Task to carry out
Quote the passage on the time-resolved thermal image measurement device word for word, starting at "The optical imaging unit 110 irradiates" and ending at "of the sample.".

Quoted text
....

Referring to FIG. 1, the time-resolved or transient thermal image measurement device 100 according to an embodiment may include an optical imaging unit 110, a control unit 120, and a bias unit 130.

The optical imaging unit 110 may include a camera, a probe light source, an optical beam splitter, and an objective lens. The probe light source may be a probe light source of various wavelengths. For example, the probe light source may be a light-emitting diode (LED) probe light source or a laser diode (LD) probe light source but is not limited thereto.

The optical imaging unit 110 irradiates (or illuminates) a sample with a probe light train (in other words, a probe optical signal) of the probe light source for illuminating only for a time-resolution time. The probe light train may be reflected by the sample, and the camera may use a reflected signal to generate a reflection image of the sample.

The control unit 120 may output a first trigger signal to the camera to drive the camera, may output a driving signal (e.g., a driving signal in the form of a pulse) to the probe light source such that the probe light source irradiates the probe light train to the sample for the time-resolution time, may output a second trigger signal to the bias unit 130 in a turn-on interval, and may not output the second trigger signal to the bias unit 130 in a turn-off interval. The control unit 120 may repeat an output and a non-output of the second trigger signal.

The bias unit 130 may generate a bias signal based on the second trigger signal in the turn-on interval and may apply the generated bias signal to the sample. The sample may generate heat according to the bias signal. The bias unit 130 does not apply the bias signal to the sample in the turn-off interval. The bias unit 130 may repeat application and non-application of the bias signal.

The camera in the optical imaging unit 110 may generate a first reflection image in the turn-on interval and a second reflection image in the turn-off interval. Here, the first reflection image may represent an image generated using a signal reflected from the sample when the probe light train is irradiated to the sample. In the turn-on interval, since the sample generates heat according to the bias signal, the first reflection image may correspond to a reflection image of the sample generating heat. The second reflection image may represent an image generated using a signal reflected from the sample when the probe light train is irradiated to the sample in the turn-off interval. In the turn-off interval, since the sample does not generate heat, the second reflection image may correspond to a reflection image of the sample that does not generate heat.

The control unit 120 may generate a time-resolved thermoreflectance image of the sample, based on the first reflection image and the second reflection image. Hereinafter, a time-resolved thermal image measurement device is described in detail with reference to FIG. 2.

FIGS. 2 and 3 are diagrams illustrating a configuration and an operation in detail of a time-resolved thermal image measurement device, according to an embodiment.

Referring to FIG. 2, the time-resolved thermal image measurement device 100 includes a camera 210, a probe light source 211, an optical beam splitter 212, an objective lens 213, a control unit 120, and a bias unit 130. As described with reference to FIG. 1, the optical imaging unit 110 may include the camera 210, the probe light source 211, the optical beam splitter 212, and the objective lens 213.

....

Stored data
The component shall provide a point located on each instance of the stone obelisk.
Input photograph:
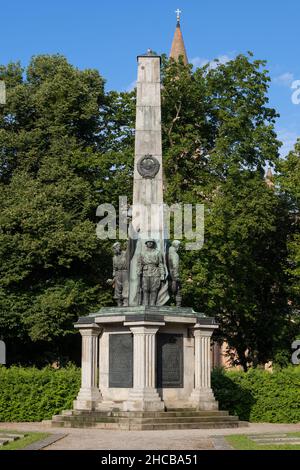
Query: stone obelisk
(147, 211)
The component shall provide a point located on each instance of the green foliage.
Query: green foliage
(218, 138)
(258, 395)
(29, 394)
(66, 146)
(60, 138)
(289, 180)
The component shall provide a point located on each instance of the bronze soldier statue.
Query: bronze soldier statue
(120, 275)
(150, 268)
(173, 262)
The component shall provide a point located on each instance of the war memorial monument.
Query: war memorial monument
(146, 365)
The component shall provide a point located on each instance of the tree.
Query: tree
(218, 138)
(60, 140)
(289, 181)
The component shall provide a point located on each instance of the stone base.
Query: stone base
(143, 400)
(87, 399)
(203, 399)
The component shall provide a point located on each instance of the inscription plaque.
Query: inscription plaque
(120, 360)
(169, 360)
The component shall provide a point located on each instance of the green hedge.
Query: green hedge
(30, 394)
(258, 395)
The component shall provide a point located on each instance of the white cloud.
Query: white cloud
(288, 138)
(285, 79)
(201, 61)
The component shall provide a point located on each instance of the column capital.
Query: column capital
(204, 330)
(143, 327)
(89, 329)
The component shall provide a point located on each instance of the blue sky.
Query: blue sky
(108, 35)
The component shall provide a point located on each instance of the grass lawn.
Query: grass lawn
(243, 442)
(29, 438)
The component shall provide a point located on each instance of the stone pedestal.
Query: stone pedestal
(89, 395)
(202, 396)
(143, 396)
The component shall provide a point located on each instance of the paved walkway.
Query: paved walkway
(99, 439)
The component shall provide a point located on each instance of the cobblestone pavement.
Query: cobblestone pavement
(99, 439)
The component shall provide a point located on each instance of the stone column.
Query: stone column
(143, 396)
(202, 396)
(89, 394)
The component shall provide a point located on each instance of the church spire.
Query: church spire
(178, 48)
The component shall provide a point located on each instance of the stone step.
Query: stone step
(170, 426)
(140, 421)
(6, 438)
(278, 440)
(11, 435)
(145, 414)
(267, 435)
(157, 414)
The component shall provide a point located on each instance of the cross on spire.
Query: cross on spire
(178, 14)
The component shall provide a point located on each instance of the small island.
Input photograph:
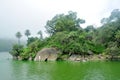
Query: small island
(67, 40)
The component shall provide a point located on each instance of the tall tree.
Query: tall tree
(63, 22)
(18, 35)
(40, 34)
(27, 33)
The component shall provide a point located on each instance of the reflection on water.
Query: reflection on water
(29, 70)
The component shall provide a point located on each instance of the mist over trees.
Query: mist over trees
(69, 37)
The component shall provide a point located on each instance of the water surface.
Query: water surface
(29, 70)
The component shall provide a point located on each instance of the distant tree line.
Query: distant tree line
(66, 34)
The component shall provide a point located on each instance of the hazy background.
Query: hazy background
(19, 15)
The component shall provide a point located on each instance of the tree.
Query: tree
(18, 35)
(63, 22)
(40, 34)
(27, 33)
(16, 51)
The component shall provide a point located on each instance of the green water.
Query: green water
(29, 70)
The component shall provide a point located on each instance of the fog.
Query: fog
(19, 15)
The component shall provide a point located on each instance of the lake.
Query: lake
(30, 70)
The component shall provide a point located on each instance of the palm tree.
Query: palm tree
(18, 35)
(40, 34)
(27, 33)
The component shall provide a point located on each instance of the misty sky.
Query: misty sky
(19, 15)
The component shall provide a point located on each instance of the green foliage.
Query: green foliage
(62, 22)
(67, 36)
(18, 35)
(16, 50)
(27, 33)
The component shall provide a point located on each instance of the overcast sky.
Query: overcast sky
(19, 15)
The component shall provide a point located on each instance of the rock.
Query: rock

....

Exercise response
The optical imaging unit 110 irradiates (or illuminates) a sample with a probe light train (in other words, a probe optical signal) of the probe light source for illuminating only for a time-resolution time. The probe light train may be reflected by the sample, and the camera may use a reflected signal to generate a reflection image of the sample.